*THE TASK*
Your response should consist of every record, exactly as given.

*SUPPLIED RECORDS*

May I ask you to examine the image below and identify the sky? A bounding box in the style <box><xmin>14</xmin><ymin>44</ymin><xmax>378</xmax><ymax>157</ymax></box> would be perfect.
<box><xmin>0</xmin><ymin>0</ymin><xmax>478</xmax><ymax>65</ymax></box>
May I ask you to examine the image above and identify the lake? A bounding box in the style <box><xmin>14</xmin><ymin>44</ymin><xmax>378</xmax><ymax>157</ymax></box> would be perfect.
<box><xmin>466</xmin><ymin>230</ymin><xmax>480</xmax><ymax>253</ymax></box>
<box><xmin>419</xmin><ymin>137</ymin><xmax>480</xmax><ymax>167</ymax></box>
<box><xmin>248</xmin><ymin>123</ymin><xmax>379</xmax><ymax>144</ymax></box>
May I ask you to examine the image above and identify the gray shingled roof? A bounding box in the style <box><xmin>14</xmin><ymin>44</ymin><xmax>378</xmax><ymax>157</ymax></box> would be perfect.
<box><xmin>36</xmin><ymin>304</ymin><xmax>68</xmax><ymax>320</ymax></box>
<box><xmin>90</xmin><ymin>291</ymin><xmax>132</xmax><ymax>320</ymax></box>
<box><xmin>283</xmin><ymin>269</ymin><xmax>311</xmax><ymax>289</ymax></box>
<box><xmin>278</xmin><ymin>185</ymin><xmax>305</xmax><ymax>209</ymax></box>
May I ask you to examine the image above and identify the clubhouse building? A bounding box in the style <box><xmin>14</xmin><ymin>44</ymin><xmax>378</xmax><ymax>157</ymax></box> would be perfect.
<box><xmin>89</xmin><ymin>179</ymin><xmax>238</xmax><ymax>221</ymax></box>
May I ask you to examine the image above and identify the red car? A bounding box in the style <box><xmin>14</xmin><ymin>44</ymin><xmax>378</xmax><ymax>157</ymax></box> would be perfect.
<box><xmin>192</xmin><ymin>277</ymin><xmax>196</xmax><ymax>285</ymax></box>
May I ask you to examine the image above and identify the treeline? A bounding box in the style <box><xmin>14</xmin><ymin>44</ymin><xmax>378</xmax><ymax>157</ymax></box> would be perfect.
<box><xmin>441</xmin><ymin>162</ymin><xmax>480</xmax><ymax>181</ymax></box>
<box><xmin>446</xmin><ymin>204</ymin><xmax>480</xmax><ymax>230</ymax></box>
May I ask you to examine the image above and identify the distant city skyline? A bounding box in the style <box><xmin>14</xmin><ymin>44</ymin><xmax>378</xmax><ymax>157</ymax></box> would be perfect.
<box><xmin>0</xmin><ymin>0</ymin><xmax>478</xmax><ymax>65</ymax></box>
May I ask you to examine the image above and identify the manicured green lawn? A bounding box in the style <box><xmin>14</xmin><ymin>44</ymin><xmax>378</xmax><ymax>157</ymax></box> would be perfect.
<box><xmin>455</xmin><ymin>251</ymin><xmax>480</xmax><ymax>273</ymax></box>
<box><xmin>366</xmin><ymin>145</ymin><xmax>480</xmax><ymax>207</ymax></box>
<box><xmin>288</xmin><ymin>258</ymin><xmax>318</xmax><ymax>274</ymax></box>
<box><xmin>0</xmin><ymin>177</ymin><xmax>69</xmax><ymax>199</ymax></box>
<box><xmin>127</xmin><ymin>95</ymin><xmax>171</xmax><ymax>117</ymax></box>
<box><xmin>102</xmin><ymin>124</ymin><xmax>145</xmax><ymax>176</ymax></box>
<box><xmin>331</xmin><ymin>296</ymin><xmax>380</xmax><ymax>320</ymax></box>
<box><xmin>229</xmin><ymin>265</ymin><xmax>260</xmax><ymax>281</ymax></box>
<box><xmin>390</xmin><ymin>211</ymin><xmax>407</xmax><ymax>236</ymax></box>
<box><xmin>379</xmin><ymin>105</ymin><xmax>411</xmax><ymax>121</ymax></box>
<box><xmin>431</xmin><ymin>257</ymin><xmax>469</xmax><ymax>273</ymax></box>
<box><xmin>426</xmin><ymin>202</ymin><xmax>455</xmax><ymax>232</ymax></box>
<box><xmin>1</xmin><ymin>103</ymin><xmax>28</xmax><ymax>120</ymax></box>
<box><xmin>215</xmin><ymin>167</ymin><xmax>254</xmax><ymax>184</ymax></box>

*ANSWER SPACE*
May I ask you to examine the image below and identify the sky? A bounding box in the style <box><xmin>14</xmin><ymin>44</ymin><xmax>378</xmax><ymax>157</ymax></box> would be perfect.
<box><xmin>0</xmin><ymin>0</ymin><xmax>478</xmax><ymax>65</ymax></box>
May I ask you to examine the image above and identify the lake? A bounding box in the style <box><xmin>14</xmin><ymin>44</ymin><xmax>378</xmax><ymax>157</ymax></box> would be perfect.
<box><xmin>466</xmin><ymin>230</ymin><xmax>480</xmax><ymax>253</ymax></box>
<box><xmin>419</xmin><ymin>137</ymin><xmax>480</xmax><ymax>167</ymax></box>
<box><xmin>248</xmin><ymin>123</ymin><xmax>379</xmax><ymax>144</ymax></box>
May I ask you to examine the image above and identify the gray shingled roof? A bounding box in the style <box><xmin>14</xmin><ymin>44</ymin><xmax>378</xmax><ymax>157</ymax></box> would be perfect.
<box><xmin>36</xmin><ymin>304</ymin><xmax>68</xmax><ymax>320</ymax></box>
<box><xmin>90</xmin><ymin>291</ymin><xmax>132</xmax><ymax>320</ymax></box>
<box><xmin>283</xmin><ymin>269</ymin><xmax>311</xmax><ymax>289</ymax></box>
<box><xmin>278</xmin><ymin>185</ymin><xmax>305</xmax><ymax>209</ymax></box>
May I ask you to examine the image above and identify the clubhouse building? A bounding box in the style <box><xmin>14</xmin><ymin>44</ymin><xmax>378</xmax><ymax>157</ymax></box> would be perfect.
<box><xmin>89</xmin><ymin>179</ymin><xmax>238</xmax><ymax>221</ymax></box>
May I ask you to examine the image above and identify the red car? A bounding box in the style <box><xmin>14</xmin><ymin>44</ymin><xmax>378</xmax><ymax>157</ymax></box> would be perfect.
<box><xmin>192</xmin><ymin>277</ymin><xmax>196</xmax><ymax>285</ymax></box>
May I ask you to examine the image above and identify the treeline? A bounding box in the style <box><xmin>14</xmin><ymin>44</ymin><xmax>378</xmax><ymax>157</ymax></box> would be perfect.
<box><xmin>441</xmin><ymin>162</ymin><xmax>480</xmax><ymax>181</ymax></box>
<box><xmin>446</xmin><ymin>204</ymin><xmax>480</xmax><ymax>230</ymax></box>
May I ask you to examine the image above and identify the distant city skyline? A bounding box in the style <box><xmin>14</xmin><ymin>44</ymin><xmax>378</xmax><ymax>157</ymax></box> would be perfect.
<box><xmin>0</xmin><ymin>0</ymin><xmax>478</xmax><ymax>65</ymax></box>
May I ask you to examine the image above and identify the manicured green lawn? A bounding box in the style <box><xmin>14</xmin><ymin>44</ymin><xmax>378</xmax><ymax>157</ymax></box> would be perfect.
<box><xmin>455</xmin><ymin>251</ymin><xmax>480</xmax><ymax>273</ymax></box>
<box><xmin>366</xmin><ymin>145</ymin><xmax>480</xmax><ymax>207</ymax></box>
<box><xmin>288</xmin><ymin>258</ymin><xmax>318</xmax><ymax>274</ymax></box>
<box><xmin>0</xmin><ymin>177</ymin><xmax>69</xmax><ymax>199</ymax></box>
<box><xmin>127</xmin><ymin>95</ymin><xmax>171</xmax><ymax>117</ymax></box>
<box><xmin>102</xmin><ymin>124</ymin><xmax>145</xmax><ymax>176</ymax></box>
<box><xmin>331</xmin><ymin>296</ymin><xmax>380</xmax><ymax>320</ymax></box>
<box><xmin>229</xmin><ymin>265</ymin><xmax>260</xmax><ymax>281</ymax></box>
<box><xmin>390</xmin><ymin>211</ymin><xmax>407</xmax><ymax>236</ymax></box>
<box><xmin>379</xmin><ymin>105</ymin><xmax>411</xmax><ymax>121</ymax></box>
<box><xmin>431</xmin><ymin>257</ymin><xmax>469</xmax><ymax>273</ymax></box>
<box><xmin>426</xmin><ymin>202</ymin><xmax>455</xmax><ymax>232</ymax></box>
<box><xmin>1</xmin><ymin>103</ymin><xmax>28</xmax><ymax>120</ymax></box>
<box><xmin>215</xmin><ymin>167</ymin><xmax>254</xmax><ymax>184</ymax></box>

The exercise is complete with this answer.